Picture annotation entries
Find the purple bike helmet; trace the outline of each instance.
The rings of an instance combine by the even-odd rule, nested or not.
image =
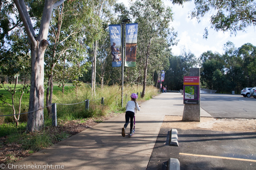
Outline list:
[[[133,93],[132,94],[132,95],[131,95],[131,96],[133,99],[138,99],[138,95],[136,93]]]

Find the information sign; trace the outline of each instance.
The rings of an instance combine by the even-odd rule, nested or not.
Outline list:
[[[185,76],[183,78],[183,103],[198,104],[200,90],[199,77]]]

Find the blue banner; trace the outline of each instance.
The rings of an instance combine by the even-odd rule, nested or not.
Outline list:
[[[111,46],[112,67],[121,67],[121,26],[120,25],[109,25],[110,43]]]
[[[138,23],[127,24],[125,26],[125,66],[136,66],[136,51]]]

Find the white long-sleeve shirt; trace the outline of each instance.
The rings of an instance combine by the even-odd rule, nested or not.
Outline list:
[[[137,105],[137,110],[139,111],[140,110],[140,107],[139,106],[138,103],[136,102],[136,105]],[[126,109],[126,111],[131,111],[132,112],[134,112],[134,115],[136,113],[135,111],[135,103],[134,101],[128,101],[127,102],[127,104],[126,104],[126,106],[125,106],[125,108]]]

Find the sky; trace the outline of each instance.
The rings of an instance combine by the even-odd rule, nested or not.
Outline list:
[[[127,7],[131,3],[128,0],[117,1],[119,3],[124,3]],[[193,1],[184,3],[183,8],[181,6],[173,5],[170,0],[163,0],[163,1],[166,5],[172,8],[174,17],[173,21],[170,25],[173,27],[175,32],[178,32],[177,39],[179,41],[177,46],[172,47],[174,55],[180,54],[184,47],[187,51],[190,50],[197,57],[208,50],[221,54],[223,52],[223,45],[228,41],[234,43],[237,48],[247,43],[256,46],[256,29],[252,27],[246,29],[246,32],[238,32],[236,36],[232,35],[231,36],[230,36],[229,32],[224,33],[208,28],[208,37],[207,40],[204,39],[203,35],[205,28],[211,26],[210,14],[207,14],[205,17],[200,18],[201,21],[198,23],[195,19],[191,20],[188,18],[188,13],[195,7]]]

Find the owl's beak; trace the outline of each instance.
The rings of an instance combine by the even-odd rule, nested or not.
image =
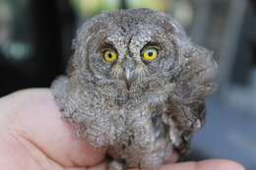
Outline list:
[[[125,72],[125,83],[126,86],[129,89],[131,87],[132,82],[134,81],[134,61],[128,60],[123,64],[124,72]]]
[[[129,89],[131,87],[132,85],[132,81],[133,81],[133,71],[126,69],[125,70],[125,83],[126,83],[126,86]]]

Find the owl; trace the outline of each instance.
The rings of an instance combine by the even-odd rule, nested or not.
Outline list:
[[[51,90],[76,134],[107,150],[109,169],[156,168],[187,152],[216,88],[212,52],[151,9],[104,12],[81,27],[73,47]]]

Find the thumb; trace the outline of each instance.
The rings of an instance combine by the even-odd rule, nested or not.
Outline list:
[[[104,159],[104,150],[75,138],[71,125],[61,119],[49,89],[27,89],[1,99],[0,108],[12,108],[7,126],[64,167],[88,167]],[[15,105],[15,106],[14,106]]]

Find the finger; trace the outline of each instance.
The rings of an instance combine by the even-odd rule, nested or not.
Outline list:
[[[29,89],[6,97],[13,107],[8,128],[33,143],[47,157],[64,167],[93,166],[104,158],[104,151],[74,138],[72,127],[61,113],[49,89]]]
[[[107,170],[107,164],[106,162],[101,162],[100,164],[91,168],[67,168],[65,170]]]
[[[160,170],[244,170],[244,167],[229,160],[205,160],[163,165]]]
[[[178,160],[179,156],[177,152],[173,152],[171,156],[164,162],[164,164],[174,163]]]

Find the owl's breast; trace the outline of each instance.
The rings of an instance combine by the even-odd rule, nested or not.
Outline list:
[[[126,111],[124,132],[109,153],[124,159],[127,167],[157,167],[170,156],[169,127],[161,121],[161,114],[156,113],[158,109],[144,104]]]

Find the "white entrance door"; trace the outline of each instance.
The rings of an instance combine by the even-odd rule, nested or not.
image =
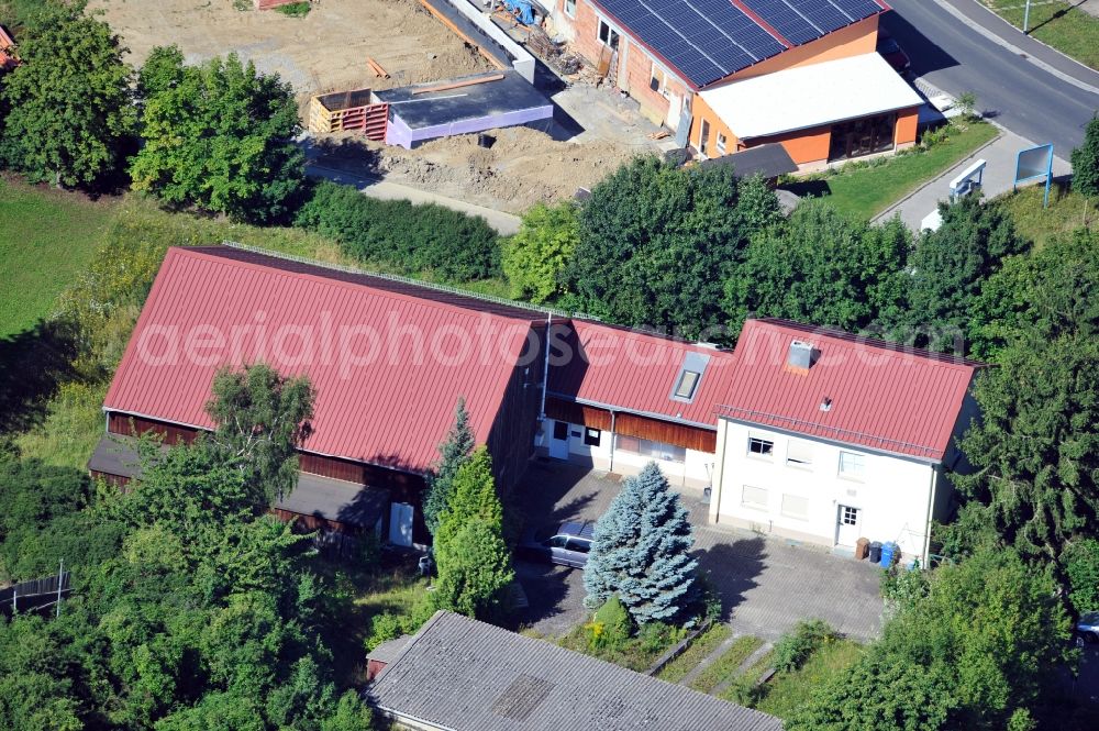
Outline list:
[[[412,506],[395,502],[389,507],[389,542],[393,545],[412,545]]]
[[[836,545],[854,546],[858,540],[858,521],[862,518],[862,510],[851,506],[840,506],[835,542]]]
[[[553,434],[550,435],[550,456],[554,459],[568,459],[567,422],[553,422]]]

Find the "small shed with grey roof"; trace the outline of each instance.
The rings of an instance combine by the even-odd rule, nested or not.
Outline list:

■ Set exercise
Update the stretch from the start of the lines through the line containing "[[[138,23],[127,24],[125,26],[125,66],[136,66],[136,51]]]" by replacing "information sign" with "street sign", keeping everything else unchanged. Leave the pictures out of your answer.

■ Result for this exercise
Find the purple bike helmet; trace the outline of each instance.
The rings of an instance combine by the even-odd rule, nested or not.
image =
Outline list:
[[[133,93],[132,94],[132,95],[131,95],[131,96],[133,99],[138,99],[138,95],[136,93]]]

Find the street sign; trace the outline of each instance.
The rings of an instance combine by the even-odd rule, nested or not.
Outline list:
[[[185,76],[183,78],[183,103],[198,104],[200,90],[199,77]]]

Find the blue banner; trace the outline of each instance.
The rings of an instance combine by the even-odd rule, nested or not.
Outline list:
[[[111,46],[112,67],[121,67],[121,26],[120,25],[109,25],[110,43]]]
[[[138,23],[127,24],[125,26],[125,66],[136,66],[136,51]]]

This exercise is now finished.